Nothing but the lines from the top of the following entries through the line with "Target: window poster" should be printed, exactly as they are.

:: Information shown

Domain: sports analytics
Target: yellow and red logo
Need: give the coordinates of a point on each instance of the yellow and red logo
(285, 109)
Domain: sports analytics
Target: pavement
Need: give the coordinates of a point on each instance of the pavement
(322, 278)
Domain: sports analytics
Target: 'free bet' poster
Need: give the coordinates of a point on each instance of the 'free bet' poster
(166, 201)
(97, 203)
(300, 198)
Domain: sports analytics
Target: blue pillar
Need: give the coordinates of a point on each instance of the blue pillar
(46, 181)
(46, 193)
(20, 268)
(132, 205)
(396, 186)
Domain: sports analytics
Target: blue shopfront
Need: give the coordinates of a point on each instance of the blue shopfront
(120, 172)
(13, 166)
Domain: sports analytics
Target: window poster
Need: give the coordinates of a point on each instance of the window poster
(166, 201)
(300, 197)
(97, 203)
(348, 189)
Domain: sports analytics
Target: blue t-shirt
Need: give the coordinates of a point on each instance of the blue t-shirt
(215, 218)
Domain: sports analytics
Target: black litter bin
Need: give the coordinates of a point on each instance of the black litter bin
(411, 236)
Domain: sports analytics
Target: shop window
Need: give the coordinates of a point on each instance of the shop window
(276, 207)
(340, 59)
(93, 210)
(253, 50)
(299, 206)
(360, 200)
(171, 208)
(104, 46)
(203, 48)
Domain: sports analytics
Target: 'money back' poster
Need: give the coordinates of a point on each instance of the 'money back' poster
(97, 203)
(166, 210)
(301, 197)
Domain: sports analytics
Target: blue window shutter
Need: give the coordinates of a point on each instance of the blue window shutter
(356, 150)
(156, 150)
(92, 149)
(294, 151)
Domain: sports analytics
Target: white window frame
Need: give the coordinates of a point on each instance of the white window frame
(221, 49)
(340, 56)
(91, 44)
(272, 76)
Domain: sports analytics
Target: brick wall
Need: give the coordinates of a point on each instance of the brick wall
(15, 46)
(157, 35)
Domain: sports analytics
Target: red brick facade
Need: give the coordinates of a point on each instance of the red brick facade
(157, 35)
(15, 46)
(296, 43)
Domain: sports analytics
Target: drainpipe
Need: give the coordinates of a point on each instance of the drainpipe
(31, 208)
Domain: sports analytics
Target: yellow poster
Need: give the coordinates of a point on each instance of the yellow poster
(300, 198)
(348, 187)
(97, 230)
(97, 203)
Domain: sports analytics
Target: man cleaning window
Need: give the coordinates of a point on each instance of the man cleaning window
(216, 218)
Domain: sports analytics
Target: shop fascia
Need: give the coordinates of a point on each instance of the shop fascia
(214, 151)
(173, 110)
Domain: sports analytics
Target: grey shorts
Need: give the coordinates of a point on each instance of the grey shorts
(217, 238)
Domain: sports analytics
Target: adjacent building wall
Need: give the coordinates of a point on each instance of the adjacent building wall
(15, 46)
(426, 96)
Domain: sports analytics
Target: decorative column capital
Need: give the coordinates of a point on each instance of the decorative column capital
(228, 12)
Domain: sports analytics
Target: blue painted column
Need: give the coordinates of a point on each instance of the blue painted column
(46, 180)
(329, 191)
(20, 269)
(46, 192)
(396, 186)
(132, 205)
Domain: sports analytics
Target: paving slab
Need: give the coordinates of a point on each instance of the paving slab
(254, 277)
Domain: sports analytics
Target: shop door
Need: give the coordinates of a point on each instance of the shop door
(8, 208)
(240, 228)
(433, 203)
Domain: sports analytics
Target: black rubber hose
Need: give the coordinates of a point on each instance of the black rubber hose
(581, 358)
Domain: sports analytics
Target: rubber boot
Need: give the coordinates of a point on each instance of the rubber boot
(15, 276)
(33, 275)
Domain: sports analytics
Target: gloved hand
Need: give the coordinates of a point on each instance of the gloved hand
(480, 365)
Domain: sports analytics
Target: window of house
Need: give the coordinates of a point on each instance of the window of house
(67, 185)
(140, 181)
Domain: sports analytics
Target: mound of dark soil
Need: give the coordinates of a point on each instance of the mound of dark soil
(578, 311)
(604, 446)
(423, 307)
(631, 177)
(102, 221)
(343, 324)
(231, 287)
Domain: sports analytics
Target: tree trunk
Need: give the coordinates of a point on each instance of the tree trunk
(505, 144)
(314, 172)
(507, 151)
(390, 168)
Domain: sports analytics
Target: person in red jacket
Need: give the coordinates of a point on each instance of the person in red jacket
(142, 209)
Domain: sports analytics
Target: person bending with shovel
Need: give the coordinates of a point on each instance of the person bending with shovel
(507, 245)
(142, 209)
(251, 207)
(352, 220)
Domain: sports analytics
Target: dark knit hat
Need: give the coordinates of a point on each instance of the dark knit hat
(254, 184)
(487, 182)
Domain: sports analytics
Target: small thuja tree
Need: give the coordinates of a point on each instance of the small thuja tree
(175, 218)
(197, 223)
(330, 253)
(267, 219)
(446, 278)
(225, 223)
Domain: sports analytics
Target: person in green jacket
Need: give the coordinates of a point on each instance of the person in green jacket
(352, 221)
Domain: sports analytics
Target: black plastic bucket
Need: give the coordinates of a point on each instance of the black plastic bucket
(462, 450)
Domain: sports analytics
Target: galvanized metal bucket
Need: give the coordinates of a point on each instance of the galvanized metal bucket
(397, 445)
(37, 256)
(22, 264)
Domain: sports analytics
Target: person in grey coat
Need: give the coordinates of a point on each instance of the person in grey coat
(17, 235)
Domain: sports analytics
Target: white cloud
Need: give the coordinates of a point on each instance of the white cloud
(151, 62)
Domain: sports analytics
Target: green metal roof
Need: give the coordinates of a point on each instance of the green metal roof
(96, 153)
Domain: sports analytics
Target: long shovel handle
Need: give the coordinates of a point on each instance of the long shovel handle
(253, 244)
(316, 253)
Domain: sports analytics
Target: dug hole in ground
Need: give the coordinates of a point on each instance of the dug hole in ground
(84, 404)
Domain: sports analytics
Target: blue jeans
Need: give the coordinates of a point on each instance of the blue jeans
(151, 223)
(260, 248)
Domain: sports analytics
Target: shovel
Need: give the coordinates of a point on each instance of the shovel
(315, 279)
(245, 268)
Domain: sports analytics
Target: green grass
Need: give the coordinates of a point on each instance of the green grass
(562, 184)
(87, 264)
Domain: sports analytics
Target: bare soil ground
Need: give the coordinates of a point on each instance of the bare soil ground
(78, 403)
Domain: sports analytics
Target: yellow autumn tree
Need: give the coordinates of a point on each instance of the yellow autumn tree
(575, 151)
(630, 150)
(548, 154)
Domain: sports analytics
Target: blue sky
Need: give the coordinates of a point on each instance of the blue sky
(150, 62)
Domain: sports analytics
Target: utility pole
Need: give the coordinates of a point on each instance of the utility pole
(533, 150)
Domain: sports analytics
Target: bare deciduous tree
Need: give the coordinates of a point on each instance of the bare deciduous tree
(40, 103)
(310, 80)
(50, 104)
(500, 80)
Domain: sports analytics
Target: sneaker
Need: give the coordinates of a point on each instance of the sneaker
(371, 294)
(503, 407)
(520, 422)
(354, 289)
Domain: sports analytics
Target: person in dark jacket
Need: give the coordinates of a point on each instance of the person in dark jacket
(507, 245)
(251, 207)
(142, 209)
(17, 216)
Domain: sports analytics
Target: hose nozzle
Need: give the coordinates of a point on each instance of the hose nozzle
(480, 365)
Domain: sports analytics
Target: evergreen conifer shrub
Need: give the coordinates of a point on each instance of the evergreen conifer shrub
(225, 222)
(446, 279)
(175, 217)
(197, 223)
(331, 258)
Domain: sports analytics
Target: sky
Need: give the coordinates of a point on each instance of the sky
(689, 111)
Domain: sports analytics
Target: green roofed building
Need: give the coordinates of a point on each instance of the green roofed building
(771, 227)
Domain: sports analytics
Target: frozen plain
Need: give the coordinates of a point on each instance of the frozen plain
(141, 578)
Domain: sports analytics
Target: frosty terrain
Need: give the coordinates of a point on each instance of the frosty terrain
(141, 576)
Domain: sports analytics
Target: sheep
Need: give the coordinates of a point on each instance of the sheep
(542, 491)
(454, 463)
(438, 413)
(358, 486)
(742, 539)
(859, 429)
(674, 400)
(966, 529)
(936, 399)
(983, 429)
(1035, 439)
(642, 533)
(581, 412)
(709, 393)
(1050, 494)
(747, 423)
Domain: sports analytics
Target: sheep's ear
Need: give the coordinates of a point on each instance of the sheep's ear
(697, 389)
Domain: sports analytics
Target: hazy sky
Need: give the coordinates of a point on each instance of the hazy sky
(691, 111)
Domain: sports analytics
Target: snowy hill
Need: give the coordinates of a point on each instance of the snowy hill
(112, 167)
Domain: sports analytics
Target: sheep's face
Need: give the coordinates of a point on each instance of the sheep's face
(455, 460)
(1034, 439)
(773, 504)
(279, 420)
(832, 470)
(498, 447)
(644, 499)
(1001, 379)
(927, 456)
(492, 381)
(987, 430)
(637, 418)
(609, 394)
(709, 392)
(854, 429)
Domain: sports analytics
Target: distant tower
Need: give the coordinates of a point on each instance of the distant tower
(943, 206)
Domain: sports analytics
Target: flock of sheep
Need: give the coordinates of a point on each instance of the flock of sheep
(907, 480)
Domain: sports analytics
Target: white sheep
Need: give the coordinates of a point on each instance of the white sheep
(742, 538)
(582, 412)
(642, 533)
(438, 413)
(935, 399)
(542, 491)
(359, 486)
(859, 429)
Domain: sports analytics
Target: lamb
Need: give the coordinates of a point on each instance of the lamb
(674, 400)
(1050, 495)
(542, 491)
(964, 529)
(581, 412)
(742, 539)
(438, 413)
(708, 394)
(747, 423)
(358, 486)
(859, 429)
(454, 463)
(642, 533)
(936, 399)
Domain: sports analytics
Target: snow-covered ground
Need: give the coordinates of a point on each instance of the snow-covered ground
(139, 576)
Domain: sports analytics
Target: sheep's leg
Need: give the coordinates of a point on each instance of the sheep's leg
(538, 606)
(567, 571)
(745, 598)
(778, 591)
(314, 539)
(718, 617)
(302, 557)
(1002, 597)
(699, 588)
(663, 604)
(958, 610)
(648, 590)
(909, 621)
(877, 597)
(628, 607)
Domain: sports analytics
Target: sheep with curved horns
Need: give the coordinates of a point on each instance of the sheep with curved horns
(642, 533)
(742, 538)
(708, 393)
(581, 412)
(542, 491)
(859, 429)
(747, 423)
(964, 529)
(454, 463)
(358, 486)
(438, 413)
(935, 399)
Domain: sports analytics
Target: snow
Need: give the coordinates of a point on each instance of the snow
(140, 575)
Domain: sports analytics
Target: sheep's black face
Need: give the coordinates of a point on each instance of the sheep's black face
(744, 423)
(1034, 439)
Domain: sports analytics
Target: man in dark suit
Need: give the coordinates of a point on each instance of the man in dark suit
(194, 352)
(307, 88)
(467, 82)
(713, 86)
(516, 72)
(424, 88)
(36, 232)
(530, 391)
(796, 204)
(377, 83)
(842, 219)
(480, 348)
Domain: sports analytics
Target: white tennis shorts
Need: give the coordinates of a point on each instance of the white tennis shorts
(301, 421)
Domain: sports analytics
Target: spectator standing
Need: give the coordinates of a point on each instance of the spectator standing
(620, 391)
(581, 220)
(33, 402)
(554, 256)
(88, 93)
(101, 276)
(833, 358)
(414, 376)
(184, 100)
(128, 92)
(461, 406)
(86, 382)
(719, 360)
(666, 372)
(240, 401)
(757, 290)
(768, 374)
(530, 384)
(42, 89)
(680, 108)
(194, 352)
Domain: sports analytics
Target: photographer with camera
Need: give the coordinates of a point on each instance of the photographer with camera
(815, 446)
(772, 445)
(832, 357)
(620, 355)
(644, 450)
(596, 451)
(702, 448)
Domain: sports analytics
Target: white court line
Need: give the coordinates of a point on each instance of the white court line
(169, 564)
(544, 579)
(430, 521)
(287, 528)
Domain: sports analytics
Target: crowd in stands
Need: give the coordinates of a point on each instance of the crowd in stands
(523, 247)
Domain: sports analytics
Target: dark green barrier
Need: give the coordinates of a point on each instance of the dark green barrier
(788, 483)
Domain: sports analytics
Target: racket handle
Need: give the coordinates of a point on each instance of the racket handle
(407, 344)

::::

Result of the task:
Domain: sports analytics
Target: yellow and red logo
Need: give the coordinates of a point on each instance of the yellow and red logo
(285, 109)
Domain: sports analytics
Target: pavement
Need: give the coordinates of a point on each instance of the pavement
(322, 278)
Domain: sports analytics
Target: 'free bet' poster
Need: give the coordinates of a point on each instance of the 'free bet' poster
(166, 201)
(97, 203)
(300, 198)
Domain: sports analytics
Target: blue pillar
Need: give the coordinates of a point on each instance of the blue pillar
(46, 181)
(46, 193)
(20, 268)
(132, 205)
(396, 186)
Domain: sports analytics
Target: blue shopfront
Need: give the coordinates of a point on each instance of the blue shopfront
(120, 172)
(13, 166)
Domain: sports analytics
Target: window poster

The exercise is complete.